◆ WORK TO COMPLETE: Locate the line that contains "Review step: verify that every instance of the wet". Copy it and every following line through the end of the records, exactly, and include nothing else.

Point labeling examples
■ ■ ■ ■
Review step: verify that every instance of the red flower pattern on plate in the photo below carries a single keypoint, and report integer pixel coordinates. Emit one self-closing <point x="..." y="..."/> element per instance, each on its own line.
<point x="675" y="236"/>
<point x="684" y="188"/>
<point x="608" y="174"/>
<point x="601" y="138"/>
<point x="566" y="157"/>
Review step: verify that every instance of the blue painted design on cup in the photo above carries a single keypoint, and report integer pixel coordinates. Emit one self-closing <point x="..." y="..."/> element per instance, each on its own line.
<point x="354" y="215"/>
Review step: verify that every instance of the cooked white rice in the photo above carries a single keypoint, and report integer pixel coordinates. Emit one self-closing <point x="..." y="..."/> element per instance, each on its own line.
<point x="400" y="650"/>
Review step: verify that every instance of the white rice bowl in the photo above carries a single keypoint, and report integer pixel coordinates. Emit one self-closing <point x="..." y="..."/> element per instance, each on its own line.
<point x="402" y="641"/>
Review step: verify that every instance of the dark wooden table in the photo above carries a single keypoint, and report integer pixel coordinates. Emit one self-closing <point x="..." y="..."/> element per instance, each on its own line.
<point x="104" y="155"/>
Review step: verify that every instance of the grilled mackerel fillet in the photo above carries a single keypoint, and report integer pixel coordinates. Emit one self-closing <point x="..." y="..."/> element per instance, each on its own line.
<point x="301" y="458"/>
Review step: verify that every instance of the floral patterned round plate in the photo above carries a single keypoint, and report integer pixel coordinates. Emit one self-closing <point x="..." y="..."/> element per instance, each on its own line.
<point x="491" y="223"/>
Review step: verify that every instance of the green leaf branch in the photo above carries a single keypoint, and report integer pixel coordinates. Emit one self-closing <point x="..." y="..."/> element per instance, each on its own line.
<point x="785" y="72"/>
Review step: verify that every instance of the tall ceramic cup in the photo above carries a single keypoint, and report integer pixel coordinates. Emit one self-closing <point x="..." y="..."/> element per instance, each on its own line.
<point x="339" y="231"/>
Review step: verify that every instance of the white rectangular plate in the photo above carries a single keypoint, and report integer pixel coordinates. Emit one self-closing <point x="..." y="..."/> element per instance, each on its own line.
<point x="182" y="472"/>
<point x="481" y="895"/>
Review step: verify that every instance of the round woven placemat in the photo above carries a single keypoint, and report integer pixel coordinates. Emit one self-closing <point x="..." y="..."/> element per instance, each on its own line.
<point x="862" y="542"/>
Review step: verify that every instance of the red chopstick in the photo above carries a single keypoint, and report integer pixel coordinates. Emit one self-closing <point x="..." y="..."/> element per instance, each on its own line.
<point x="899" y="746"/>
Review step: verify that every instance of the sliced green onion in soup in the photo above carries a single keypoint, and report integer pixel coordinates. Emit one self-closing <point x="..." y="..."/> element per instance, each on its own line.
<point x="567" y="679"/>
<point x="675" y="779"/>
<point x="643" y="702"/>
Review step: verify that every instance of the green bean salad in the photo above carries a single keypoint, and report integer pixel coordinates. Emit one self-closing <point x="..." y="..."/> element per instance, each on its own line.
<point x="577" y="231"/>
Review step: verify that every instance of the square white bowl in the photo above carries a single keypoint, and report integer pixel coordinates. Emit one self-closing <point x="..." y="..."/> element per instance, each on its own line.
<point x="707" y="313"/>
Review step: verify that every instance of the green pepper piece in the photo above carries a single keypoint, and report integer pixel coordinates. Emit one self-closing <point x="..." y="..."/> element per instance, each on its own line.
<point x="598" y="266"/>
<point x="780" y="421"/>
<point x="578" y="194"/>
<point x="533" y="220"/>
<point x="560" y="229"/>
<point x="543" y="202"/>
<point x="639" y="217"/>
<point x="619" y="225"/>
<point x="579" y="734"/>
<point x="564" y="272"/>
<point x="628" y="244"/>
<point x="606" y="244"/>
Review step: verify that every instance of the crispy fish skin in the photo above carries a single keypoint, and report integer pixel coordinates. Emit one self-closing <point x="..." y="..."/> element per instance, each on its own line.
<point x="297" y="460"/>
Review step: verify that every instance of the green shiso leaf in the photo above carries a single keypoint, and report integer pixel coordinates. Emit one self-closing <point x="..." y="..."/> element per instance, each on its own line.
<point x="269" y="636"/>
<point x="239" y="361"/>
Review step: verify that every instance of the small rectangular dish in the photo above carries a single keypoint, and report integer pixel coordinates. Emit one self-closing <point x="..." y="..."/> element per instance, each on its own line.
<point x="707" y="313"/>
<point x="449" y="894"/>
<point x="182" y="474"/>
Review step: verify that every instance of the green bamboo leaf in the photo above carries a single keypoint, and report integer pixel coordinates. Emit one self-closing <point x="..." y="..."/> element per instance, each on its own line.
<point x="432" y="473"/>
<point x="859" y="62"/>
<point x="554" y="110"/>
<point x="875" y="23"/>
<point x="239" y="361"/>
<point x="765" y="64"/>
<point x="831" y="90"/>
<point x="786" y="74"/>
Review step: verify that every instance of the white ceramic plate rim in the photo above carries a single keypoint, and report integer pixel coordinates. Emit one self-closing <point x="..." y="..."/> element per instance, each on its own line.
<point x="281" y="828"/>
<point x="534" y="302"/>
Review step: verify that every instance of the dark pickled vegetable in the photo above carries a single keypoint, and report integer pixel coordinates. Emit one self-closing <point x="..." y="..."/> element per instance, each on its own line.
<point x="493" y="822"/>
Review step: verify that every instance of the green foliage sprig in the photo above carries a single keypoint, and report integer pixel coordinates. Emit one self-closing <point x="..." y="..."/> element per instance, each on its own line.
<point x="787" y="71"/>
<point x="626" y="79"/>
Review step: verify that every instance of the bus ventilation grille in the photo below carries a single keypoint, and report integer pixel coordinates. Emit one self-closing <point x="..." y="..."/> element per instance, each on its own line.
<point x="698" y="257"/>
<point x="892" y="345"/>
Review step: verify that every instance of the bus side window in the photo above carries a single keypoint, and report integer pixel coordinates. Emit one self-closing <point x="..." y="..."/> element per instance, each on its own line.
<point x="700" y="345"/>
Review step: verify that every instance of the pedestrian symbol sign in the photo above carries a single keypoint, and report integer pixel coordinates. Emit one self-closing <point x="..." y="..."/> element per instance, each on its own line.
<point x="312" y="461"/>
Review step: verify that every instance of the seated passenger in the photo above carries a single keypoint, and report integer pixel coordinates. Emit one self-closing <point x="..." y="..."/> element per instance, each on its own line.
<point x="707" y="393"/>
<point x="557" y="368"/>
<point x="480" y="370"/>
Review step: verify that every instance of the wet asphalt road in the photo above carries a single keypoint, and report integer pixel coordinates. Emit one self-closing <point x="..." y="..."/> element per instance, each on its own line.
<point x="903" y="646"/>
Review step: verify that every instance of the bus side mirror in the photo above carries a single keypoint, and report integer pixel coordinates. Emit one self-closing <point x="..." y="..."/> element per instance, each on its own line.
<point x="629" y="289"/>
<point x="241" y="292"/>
■ ■ ■ ■
◆ SOLUTION:
Review step: verify that every instance of the wet asphalt road in the photo above carries a single keypoint, and report integer pixel coordinates. Emit one self-closing <point x="..." y="..."/> element per instance, each on its own line.
<point x="903" y="646"/>
Review step: verify that every instance of the bus side mirror in the photo above carries a single keypoint, and report integer pixel coordinates. Emit one self-closing <point x="..." y="..."/> element per instance, each on its own line.
<point x="629" y="289"/>
<point x="241" y="292"/>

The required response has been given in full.